Задание 1:
Процитируйте из отрывка о сочинениях о Смуте фрагмент от «Наиболее значительные произведения» до «характерах исторических лиц.».
Задание 2:
Что в отрывке о сочинениях о Смуте названо главной виной русского народа?
Задание 3:
Определите, соответствуют ли отрывку о сочинениях о Смуте следующие утверждения. Для каждого ответьте «да» или «нет» и приведите решающие слова отрывка дословно.
(а) Теологическая точка зрения полностью исчезла и из политической практики, и из официальных деклараций.
(б) Нравы высших слоев общества интересуют авторов меньше, чем прежде.
(в) Авторы стремятся эмоционально воздействовать на читателя.

Немаловажно значение в становлении литературы XVII в. исторических сочинений, посвященных Смуте. Они свидетельствуют о резком возрастании социального опыта во всех классах общества. Именно в это время вытесняется из политической практики, хотя еще и остается в сфере официальных деклараций, теологическая точка зрения на человеческую историю, на государственную власть и на самого человека. Этот новый социальный опыт сказывается и в секуляризации исторической литературы.
Авторы литературных произведений этого периода не только обсуждают события, но и эгоцентрически оправдываются в своем поведении во время самой Смуты. С большой широтой и глубиной они рассматривают характер исторических лиц, анализируют мотивы их поведения. Больше, чем прежде, их интересуют нравы высших слоев общества. Они стремятся эмоционально воздействовать на читателя.
Наиболее значительные произведения этого времени — «Повесть 1606 г.», «Новая повесть о преславном Российском царстве», повести о Михаиле Скопине-Шуйском, «Временник» дьяка Ивана Тимофеева, «Сказание» Авраамия Палицына, «Словеса дней и царей и святителей московских» Ивана Хворостинина, «Повесть книги сея» И. М. Катырева-Ростовского и С. Шаховского и русские статьи «Хронографа» в редакции 1617 г.
Хотя исторические сочинения, посвященные Смуте, и говорят о ней, как о наказании за грехи людей, но, во-первых, самые эти грехи рассматривают в широком общественном плане (главная вина русского народа — «бессловесное молчание» и общественное попустительство преступлениям властей), а во-вторых, стремятся найти и реальные причины событий — по преимуществу в характерах исторических лиц.
Характеристики исторических лиц составляют отныне одну из главных целей исторического повествования. По сути дела, «Временник» Ивана Тимофеева представляет собой собрание характеристик деятелей Смуты и самих событий Смуты.

Извлечённые записи:
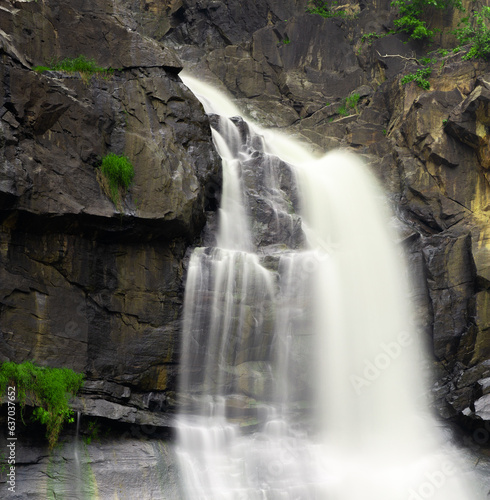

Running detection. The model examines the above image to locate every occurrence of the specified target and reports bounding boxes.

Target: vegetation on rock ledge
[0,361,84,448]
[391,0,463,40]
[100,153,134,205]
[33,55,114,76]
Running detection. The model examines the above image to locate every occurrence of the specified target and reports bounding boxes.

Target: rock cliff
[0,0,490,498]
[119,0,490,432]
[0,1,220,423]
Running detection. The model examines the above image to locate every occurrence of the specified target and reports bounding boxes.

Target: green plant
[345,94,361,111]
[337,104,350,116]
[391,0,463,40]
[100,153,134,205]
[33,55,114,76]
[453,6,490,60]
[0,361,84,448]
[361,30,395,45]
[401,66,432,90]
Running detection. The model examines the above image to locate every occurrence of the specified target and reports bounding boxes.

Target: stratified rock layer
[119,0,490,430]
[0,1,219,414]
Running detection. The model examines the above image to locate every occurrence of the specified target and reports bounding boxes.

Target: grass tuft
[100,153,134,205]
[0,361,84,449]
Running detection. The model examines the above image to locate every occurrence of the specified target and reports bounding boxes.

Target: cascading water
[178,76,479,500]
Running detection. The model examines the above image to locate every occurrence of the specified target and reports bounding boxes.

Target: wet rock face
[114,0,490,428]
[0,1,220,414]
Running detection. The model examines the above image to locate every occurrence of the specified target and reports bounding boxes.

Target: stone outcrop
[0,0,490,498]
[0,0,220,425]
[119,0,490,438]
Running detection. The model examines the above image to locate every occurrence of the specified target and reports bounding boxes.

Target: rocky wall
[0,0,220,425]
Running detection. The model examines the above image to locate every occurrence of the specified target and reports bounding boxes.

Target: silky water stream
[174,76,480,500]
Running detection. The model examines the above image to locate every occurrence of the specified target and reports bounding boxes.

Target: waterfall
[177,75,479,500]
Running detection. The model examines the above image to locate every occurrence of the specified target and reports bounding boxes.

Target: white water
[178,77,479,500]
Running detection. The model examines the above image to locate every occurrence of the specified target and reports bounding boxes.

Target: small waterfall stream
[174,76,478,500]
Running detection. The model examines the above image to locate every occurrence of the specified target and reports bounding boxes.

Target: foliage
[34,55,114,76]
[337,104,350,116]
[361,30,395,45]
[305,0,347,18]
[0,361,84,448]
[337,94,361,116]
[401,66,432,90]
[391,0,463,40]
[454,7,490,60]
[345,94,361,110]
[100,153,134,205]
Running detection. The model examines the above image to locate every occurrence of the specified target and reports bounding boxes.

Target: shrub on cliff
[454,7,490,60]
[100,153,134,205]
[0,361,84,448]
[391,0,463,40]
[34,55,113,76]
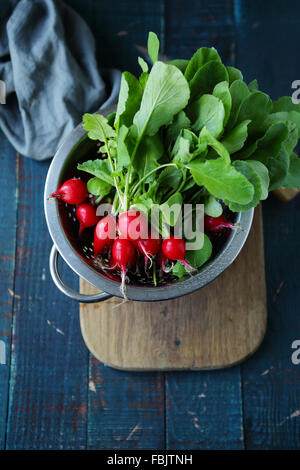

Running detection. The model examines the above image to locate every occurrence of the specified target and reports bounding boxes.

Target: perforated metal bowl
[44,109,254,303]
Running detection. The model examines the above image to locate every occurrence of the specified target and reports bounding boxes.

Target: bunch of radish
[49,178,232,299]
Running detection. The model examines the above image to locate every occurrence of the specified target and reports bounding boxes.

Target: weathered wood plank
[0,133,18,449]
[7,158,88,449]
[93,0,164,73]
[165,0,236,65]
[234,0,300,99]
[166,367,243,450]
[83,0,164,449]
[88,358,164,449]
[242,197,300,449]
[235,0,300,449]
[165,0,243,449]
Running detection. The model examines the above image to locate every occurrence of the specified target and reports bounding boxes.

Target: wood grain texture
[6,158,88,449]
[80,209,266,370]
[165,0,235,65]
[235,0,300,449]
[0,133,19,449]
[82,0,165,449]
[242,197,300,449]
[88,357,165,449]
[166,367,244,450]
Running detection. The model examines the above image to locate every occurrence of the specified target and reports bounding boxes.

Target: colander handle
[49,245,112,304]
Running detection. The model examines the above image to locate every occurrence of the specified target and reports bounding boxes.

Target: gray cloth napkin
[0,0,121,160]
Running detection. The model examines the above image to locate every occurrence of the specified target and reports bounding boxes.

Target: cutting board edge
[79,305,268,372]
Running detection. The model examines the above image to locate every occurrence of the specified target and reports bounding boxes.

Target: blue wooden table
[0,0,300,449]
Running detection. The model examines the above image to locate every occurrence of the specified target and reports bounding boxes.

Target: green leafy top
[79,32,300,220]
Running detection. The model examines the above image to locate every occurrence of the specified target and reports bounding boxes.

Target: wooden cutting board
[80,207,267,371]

Ответ 1:
Наиболее значительные произведения этого времени — «Повесть 1606 г.», «Новая повесть о преславном Российском царстве», повести о Михаиле Скопине-Шуйском, «Временник» дьяка Ивана Тимофеева, «Сказание» Авраамия Палицына, «Словеса дней и царей и святителей московских» Ивана Хворостинина, «Повесть книги сея» И. М. Катырева-Ростовского и С. Шаховского и русские статьи «Хронографа» в редакции 1617 г.
Хотя исторические сочинения, посвященные Смуте, и говорят о ней, как о наказании за грехи людей, но, во-первых, самые эти грехи рассматривают в широком общественном плане (главная вина русского народа — «бессловесное молчание» и общественное попустительство преступлениям властей), а во-вторых, стремятся найти и реальные причины событий — по преимуществу в характерах исторических лиц.

Ответ 2:
Главная вина русского народа — «бессловесное молчание» и общественное попустительство преступлениям властей.

Ответ 3:
(а) Нет: «вытесняется из политической практики, хотя еще и остается в сфере официальных деклараций».
(б) Нет: «Больше, чем прежде, их интересуют нравы высших слоев общества».
(в) Да: «Они стремятся эмоционально воздействовать на читателя».